● **What to work on**: Copy out the part of the items below that opens with the line containing "locate: feathery grass" and runs through the end of the items, that line included, keeping every line exactly the same.

● **Data**:

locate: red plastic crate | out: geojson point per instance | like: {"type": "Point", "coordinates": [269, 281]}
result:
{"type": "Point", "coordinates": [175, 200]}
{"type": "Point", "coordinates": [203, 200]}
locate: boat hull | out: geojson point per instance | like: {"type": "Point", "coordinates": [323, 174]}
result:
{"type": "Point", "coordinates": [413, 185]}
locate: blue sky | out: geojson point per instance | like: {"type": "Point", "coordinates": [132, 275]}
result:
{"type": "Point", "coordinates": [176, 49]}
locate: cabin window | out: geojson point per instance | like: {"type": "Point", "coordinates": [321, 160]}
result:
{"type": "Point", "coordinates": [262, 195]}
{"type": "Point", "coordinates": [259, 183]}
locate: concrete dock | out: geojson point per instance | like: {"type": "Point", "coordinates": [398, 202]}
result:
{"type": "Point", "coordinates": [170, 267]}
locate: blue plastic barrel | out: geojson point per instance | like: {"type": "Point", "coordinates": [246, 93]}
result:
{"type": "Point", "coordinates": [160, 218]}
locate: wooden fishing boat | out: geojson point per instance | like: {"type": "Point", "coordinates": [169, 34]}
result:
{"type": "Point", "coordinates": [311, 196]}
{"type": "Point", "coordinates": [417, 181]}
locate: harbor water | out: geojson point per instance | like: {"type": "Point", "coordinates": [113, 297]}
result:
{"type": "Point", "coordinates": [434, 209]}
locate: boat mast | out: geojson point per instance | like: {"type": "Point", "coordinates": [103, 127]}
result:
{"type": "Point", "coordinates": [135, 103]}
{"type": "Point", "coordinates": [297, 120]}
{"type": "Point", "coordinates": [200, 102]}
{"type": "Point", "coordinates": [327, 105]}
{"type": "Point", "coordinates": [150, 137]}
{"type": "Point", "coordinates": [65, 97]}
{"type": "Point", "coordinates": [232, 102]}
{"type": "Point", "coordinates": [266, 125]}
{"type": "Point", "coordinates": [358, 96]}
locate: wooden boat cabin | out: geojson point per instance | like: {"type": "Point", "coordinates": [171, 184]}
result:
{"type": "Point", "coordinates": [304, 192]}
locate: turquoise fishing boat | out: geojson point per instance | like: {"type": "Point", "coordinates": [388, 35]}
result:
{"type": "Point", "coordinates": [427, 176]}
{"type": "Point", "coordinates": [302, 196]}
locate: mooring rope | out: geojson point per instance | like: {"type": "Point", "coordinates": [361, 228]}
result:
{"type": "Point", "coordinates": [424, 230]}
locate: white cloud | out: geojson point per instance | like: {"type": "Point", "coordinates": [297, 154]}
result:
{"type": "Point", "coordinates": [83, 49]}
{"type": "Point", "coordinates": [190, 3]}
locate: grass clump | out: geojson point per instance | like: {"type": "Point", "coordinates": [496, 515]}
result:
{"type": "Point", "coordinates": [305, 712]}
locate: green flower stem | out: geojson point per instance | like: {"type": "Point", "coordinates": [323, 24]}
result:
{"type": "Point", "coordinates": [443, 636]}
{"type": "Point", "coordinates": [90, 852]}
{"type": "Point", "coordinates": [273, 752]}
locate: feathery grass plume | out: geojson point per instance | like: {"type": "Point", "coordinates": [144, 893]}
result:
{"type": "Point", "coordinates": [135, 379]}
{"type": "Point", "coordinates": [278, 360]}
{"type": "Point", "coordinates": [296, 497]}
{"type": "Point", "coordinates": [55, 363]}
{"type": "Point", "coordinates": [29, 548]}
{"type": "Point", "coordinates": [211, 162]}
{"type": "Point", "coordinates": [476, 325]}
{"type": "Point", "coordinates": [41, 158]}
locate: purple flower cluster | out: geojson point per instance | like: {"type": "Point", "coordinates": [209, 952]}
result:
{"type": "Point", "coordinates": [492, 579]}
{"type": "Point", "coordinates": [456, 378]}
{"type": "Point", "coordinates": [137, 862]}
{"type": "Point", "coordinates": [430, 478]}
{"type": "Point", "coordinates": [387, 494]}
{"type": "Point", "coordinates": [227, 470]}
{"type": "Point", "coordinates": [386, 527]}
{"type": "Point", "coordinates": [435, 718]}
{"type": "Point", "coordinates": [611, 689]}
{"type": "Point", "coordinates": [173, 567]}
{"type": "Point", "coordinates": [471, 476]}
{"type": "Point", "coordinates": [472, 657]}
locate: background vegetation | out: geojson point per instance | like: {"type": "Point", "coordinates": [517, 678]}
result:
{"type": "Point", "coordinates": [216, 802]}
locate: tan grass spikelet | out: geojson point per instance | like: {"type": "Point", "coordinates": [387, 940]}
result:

● **Exercise result**:
locate: feathery grass plume | out: geojson point per instance | like: {"type": "Point", "coordinates": [144, 893]}
result:
{"type": "Point", "coordinates": [135, 379]}
{"type": "Point", "coordinates": [278, 360]}
{"type": "Point", "coordinates": [296, 497]}
{"type": "Point", "coordinates": [55, 363]}
{"type": "Point", "coordinates": [29, 548]}
{"type": "Point", "coordinates": [211, 162]}
{"type": "Point", "coordinates": [476, 325]}
{"type": "Point", "coordinates": [41, 158]}
locate: purple flower cluster | out: geojson point per instance | like: {"type": "Point", "coordinates": [209, 952]}
result:
{"type": "Point", "coordinates": [492, 579]}
{"type": "Point", "coordinates": [456, 378]}
{"type": "Point", "coordinates": [137, 862]}
{"type": "Point", "coordinates": [430, 478]}
{"type": "Point", "coordinates": [387, 494]}
{"type": "Point", "coordinates": [227, 470]}
{"type": "Point", "coordinates": [386, 527]}
{"type": "Point", "coordinates": [435, 718]}
{"type": "Point", "coordinates": [611, 689]}
{"type": "Point", "coordinates": [173, 567]}
{"type": "Point", "coordinates": [471, 476]}
{"type": "Point", "coordinates": [472, 657]}
locate: background vegetation | out: geojson point per instance | like: {"type": "Point", "coordinates": [517, 678]}
result:
{"type": "Point", "coordinates": [216, 802]}
locate: tan grass spikelet | out: geojson point per instance | like: {"type": "Point", "coordinates": [387, 940]}
result:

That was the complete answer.